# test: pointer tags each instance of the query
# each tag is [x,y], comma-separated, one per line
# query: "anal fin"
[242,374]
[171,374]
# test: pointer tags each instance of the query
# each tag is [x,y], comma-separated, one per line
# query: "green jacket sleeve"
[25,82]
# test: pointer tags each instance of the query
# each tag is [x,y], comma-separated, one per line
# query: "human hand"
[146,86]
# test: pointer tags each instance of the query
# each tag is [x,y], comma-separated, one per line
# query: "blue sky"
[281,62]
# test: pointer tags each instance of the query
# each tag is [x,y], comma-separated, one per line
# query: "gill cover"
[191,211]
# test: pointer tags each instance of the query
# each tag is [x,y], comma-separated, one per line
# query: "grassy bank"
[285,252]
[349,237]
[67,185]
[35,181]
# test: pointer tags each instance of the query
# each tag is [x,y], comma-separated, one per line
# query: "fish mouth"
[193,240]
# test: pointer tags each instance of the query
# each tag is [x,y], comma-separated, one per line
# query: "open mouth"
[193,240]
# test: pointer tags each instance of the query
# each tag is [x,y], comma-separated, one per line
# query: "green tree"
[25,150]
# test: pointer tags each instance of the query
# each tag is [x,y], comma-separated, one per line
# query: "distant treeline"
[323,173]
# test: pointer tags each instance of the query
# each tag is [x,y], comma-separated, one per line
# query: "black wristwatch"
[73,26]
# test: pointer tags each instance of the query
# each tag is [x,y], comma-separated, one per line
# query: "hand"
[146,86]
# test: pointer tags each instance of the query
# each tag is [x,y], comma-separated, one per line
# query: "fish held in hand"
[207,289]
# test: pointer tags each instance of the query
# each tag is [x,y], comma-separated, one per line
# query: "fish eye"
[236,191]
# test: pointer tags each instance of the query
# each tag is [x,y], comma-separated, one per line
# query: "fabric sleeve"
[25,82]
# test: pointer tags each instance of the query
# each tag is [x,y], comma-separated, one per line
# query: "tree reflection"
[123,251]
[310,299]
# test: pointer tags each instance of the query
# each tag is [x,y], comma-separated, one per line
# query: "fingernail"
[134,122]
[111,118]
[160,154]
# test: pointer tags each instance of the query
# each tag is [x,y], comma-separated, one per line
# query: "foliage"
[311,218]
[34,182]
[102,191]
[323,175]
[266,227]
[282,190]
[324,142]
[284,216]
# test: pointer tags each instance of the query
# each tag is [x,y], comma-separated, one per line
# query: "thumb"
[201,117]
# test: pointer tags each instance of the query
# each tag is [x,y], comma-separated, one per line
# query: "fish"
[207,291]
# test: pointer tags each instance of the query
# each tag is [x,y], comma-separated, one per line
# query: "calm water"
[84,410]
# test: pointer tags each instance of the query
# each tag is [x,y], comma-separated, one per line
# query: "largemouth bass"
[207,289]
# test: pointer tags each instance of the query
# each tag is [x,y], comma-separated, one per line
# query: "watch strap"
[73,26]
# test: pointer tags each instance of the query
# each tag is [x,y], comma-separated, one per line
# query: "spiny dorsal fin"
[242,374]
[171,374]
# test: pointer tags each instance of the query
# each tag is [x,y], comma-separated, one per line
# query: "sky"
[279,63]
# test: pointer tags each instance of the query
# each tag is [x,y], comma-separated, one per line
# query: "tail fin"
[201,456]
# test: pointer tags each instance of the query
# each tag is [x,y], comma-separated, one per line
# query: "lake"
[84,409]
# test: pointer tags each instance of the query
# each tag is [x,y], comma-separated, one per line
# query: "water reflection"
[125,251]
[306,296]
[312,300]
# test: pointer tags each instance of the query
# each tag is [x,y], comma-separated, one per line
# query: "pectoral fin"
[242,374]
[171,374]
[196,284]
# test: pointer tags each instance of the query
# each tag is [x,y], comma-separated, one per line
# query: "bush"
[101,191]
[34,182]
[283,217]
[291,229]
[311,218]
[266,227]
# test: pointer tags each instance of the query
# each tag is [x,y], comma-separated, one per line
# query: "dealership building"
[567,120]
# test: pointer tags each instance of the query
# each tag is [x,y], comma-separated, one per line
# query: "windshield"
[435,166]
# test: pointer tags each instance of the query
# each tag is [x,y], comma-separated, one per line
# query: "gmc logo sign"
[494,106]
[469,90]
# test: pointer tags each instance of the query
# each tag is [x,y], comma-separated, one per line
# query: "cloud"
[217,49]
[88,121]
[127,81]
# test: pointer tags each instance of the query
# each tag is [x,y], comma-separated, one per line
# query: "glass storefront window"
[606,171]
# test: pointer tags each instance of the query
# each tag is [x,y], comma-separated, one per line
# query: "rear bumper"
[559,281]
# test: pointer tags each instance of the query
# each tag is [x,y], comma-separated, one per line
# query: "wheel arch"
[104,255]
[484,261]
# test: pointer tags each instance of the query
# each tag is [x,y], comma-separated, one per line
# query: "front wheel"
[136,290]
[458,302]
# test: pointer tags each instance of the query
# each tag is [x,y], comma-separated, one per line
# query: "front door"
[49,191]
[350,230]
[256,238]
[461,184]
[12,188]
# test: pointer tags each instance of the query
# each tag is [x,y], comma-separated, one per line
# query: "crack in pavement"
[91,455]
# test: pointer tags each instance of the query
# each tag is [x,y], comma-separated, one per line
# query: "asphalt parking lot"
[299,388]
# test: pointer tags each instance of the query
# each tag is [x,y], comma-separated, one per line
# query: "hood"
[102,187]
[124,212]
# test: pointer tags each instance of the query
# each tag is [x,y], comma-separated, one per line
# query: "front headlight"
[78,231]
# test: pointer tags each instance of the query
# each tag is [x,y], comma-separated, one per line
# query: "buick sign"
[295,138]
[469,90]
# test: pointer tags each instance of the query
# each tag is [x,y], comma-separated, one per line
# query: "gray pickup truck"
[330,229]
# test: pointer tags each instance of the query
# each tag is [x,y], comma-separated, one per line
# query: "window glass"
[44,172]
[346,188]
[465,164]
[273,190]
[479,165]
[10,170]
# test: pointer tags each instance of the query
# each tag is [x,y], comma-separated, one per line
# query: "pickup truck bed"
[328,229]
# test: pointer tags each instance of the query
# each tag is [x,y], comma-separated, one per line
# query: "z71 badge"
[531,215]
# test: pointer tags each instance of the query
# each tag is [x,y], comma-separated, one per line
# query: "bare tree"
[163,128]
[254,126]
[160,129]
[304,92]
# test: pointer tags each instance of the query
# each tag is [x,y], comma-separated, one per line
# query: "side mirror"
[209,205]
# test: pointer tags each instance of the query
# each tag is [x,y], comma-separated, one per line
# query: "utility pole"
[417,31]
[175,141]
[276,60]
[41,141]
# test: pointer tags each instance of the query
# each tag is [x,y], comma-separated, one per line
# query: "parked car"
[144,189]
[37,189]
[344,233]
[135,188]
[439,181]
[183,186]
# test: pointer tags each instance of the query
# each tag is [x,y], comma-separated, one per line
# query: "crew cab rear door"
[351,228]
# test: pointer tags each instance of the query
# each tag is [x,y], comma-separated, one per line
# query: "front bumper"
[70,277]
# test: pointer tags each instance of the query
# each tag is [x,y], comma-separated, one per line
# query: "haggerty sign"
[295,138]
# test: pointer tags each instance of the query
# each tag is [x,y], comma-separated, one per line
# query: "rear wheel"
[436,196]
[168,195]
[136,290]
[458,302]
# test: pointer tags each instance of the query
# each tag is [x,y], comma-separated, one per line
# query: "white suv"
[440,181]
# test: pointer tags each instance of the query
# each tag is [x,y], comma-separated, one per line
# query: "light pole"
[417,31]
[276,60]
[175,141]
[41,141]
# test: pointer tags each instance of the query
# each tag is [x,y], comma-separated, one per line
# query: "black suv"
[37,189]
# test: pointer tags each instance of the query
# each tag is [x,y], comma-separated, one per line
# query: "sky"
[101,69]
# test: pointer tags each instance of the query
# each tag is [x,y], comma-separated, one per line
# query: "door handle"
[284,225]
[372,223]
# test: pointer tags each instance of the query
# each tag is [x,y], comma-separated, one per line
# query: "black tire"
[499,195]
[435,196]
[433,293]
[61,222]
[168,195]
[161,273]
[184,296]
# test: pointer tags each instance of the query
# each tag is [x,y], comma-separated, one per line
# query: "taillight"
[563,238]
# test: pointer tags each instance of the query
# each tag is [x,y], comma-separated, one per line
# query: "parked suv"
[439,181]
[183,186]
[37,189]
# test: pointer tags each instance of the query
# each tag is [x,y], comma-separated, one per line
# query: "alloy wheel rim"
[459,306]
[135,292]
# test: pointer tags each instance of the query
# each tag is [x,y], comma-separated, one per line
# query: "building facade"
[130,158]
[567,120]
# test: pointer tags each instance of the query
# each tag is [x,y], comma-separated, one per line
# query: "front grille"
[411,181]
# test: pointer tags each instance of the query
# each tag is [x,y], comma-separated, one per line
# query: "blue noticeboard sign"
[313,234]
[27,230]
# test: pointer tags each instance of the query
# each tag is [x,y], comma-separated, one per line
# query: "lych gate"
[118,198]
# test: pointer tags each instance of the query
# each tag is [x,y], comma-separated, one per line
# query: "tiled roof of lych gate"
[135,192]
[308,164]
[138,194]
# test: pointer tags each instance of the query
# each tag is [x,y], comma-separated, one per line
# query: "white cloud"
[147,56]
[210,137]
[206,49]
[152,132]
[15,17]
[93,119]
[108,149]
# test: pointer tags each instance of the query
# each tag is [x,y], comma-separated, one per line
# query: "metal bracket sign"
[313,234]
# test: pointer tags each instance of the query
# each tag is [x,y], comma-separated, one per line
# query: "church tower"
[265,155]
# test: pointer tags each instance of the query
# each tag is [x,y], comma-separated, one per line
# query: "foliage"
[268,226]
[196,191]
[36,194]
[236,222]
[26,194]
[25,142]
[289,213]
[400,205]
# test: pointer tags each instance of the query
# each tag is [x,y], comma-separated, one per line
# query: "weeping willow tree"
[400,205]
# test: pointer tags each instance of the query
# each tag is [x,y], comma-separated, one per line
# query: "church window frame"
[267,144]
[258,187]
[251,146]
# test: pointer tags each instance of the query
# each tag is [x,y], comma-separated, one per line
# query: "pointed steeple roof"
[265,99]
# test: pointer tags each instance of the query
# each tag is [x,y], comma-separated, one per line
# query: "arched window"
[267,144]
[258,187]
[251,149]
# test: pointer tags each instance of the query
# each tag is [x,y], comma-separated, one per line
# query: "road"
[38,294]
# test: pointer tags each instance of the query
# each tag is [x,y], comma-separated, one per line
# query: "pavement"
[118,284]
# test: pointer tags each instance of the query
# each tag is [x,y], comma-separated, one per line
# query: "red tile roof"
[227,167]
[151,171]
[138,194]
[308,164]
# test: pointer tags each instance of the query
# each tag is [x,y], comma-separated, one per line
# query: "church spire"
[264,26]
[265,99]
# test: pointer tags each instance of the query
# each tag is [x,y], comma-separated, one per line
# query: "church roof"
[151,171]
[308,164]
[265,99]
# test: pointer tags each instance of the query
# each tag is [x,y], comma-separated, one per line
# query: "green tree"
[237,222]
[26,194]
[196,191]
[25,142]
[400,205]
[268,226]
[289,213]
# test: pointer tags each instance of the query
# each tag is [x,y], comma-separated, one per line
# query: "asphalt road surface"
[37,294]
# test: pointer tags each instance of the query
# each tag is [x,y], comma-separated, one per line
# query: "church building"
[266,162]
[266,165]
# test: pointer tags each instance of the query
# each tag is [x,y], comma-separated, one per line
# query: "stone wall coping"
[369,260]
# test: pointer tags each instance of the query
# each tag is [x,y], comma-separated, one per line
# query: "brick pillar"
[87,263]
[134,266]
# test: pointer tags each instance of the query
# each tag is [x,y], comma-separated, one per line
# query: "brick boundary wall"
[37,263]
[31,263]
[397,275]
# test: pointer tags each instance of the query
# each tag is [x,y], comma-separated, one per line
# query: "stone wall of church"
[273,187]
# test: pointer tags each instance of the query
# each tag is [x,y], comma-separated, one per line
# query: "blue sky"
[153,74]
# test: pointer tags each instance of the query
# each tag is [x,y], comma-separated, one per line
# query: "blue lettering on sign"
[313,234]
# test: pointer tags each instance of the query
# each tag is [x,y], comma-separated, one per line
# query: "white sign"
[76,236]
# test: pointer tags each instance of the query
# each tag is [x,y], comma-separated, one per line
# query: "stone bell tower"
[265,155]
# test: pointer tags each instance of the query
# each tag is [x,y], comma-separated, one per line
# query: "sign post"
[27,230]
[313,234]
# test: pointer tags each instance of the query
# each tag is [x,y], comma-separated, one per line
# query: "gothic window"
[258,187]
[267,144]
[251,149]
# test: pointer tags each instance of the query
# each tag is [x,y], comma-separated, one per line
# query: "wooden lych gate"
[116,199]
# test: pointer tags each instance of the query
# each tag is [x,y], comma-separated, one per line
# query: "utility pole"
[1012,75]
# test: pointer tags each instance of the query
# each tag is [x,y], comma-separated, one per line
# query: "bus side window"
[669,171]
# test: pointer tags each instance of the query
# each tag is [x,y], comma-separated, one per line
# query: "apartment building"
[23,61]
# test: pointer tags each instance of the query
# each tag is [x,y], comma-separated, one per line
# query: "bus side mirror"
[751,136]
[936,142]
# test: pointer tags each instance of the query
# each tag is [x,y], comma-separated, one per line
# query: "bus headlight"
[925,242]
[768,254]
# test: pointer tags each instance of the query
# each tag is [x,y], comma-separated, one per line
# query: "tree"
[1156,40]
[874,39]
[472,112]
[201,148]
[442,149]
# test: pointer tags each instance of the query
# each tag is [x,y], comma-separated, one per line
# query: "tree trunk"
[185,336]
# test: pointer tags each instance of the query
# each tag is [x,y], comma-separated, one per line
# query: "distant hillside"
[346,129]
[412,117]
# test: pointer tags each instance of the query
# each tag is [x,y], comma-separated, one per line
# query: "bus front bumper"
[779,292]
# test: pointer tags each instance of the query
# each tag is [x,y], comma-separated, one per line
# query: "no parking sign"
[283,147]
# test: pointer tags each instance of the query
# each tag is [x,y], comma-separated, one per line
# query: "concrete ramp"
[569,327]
☆ ☆ ☆ ☆ ☆
The problem:
Pull out every line of the records that contains the word "truck".

Result for this task:
# query: "gray pickup truck"
# query: "pickup truck bed"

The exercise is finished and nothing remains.